El monstruo volvió a esbozar su sonrisa diabólica.
–Entonces te comeré vivo.”
     El secreto permanece en la Sombra en forma de pecado. Por eso es impronunciable, por eso la conciencia lo rechaza. Pero si no se llega a confesarlo, acaba devorándonos. “Aceptando el propio pecado –decía Jung– se puede vivir con él, mientras que su rechazo trae consigo incalculables consecuencias”. Cuando Emil Michel Cioran escribió “En las cimas de la desesperación”, se justificó diciendo: “Es evidente  que, de no haberme puesto a escribir este libro a los veintiún años, me hubiese suicidado”. “¿Por qué no podemos permanecer encerrados en nosotros mismos? ¿Por qué buscamos la expresión y la forma intentando vaciarnos de todo contenido, aspirando a organizar un proceso caótico y rebelde? (...) Siempre es peligroso refrenar una energía explosiva, pues puede llegar el momento en que deje de poseerse la fuerza necesaria para dominarla (...) Existen estados y obsesiones con los que no se puede vivir. La salvación ¿no podría consistir en confesarlos? (...) El lirismo representa una fuerza de dispersión de la subjetividad, pues indica en el individuo una efervescencia incoercible que aspira sin cesar a la expresión (...) Su verdadero valor consiste, precisamente, en no ser más que sangre, sinceridad y llamas”.
______
Según el fragmento sobre el secreto y la Sombra, ¿a qué edad se puso Cioran a escribir "En las cimas de la desesperación"? Los registros proceden de otra fuente.

### Información
______
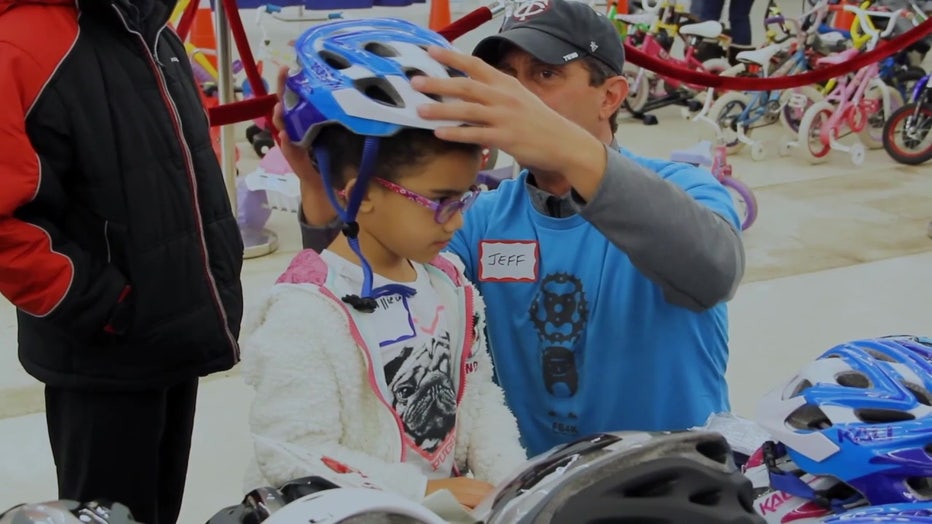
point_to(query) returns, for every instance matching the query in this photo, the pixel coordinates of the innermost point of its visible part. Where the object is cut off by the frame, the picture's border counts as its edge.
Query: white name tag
(392, 320)
(508, 261)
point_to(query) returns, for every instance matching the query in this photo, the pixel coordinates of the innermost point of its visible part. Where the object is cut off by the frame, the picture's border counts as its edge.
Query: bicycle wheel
(793, 105)
(745, 201)
(911, 146)
(726, 113)
(810, 131)
(885, 96)
(639, 90)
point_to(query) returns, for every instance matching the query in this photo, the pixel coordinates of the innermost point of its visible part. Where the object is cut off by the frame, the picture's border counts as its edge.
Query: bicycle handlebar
(863, 17)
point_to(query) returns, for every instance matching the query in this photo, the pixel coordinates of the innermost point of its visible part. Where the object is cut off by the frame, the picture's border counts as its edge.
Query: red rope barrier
(883, 50)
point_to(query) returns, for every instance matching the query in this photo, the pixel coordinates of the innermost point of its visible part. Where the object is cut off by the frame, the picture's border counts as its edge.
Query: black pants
(127, 447)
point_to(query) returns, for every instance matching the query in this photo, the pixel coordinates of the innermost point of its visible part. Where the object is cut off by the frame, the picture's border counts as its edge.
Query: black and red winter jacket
(118, 245)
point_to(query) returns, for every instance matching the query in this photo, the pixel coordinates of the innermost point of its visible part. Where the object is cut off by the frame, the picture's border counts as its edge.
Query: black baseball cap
(556, 32)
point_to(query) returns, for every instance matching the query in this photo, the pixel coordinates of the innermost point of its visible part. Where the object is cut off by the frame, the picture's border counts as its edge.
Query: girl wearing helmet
(369, 361)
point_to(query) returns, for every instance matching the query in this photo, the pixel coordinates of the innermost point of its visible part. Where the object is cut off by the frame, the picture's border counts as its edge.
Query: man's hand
(469, 492)
(315, 206)
(504, 114)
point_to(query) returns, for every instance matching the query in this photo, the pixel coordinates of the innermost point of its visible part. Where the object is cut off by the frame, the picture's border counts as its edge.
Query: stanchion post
(256, 243)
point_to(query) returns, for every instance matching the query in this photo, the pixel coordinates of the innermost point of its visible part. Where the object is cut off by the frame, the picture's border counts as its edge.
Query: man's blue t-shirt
(582, 341)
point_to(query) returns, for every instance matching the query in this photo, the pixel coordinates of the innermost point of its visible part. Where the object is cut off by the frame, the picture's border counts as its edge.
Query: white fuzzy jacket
(316, 409)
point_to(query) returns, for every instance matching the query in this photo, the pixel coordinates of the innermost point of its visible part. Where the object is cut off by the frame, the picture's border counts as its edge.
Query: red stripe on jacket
(36, 37)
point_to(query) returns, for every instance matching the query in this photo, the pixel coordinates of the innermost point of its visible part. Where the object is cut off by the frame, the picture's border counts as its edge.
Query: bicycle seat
(708, 29)
(698, 155)
(638, 18)
(838, 58)
(760, 57)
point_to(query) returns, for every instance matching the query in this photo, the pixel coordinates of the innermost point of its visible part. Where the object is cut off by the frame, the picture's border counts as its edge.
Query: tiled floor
(838, 253)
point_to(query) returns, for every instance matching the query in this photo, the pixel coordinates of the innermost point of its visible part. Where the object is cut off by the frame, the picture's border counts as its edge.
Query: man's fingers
(468, 64)
(468, 135)
(458, 110)
(282, 76)
(460, 87)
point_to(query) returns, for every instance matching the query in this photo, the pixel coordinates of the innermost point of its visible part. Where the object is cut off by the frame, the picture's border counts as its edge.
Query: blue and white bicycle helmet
(356, 73)
(860, 413)
(916, 512)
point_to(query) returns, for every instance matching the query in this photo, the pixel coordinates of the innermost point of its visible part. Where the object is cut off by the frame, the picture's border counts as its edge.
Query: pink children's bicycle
(716, 159)
(860, 105)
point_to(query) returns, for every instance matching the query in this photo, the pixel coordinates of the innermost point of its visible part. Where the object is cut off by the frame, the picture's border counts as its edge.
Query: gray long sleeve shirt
(695, 255)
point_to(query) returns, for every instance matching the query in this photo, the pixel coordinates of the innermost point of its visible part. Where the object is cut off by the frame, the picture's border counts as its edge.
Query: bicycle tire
(750, 201)
(890, 145)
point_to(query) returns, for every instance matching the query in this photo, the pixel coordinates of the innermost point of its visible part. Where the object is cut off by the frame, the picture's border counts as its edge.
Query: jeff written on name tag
(508, 261)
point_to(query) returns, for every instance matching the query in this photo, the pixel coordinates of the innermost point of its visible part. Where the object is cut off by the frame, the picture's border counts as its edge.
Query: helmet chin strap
(366, 300)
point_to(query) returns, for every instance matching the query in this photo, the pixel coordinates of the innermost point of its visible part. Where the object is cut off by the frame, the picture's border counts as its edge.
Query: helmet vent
(706, 498)
(879, 355)
(381, 49)
(921, 486)
(802, 386)
(454, 72)
(853, 379)
(922, 395)
(381, 91)
(882, 416)
(334, 60)
(653, 486)
(716, 450)
(808, 417)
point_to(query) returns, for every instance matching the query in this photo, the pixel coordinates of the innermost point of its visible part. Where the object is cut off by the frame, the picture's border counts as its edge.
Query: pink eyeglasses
(444, 210)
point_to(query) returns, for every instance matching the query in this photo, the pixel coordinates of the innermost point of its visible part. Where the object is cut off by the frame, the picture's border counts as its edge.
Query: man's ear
(616, 90)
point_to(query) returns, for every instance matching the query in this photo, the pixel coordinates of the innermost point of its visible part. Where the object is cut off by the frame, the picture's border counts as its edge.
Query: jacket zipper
(107, 238)
(189, 169)
(370, 374)
(468, 342)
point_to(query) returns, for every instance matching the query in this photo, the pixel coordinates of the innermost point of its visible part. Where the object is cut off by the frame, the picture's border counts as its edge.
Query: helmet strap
(366, 300)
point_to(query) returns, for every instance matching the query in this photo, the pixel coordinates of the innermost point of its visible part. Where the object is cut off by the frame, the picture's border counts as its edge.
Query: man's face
(564, 88)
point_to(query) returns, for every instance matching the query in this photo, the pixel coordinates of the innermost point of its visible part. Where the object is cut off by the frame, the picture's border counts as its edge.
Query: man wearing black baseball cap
(556, 32)
(605, 274)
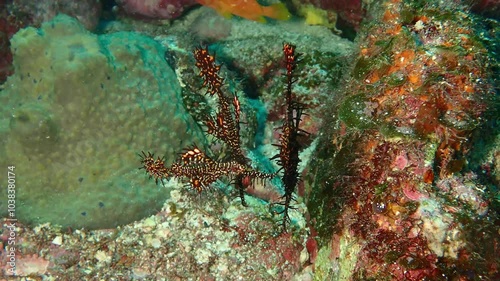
______
### Ejercicio resuelto
A los veintiún años.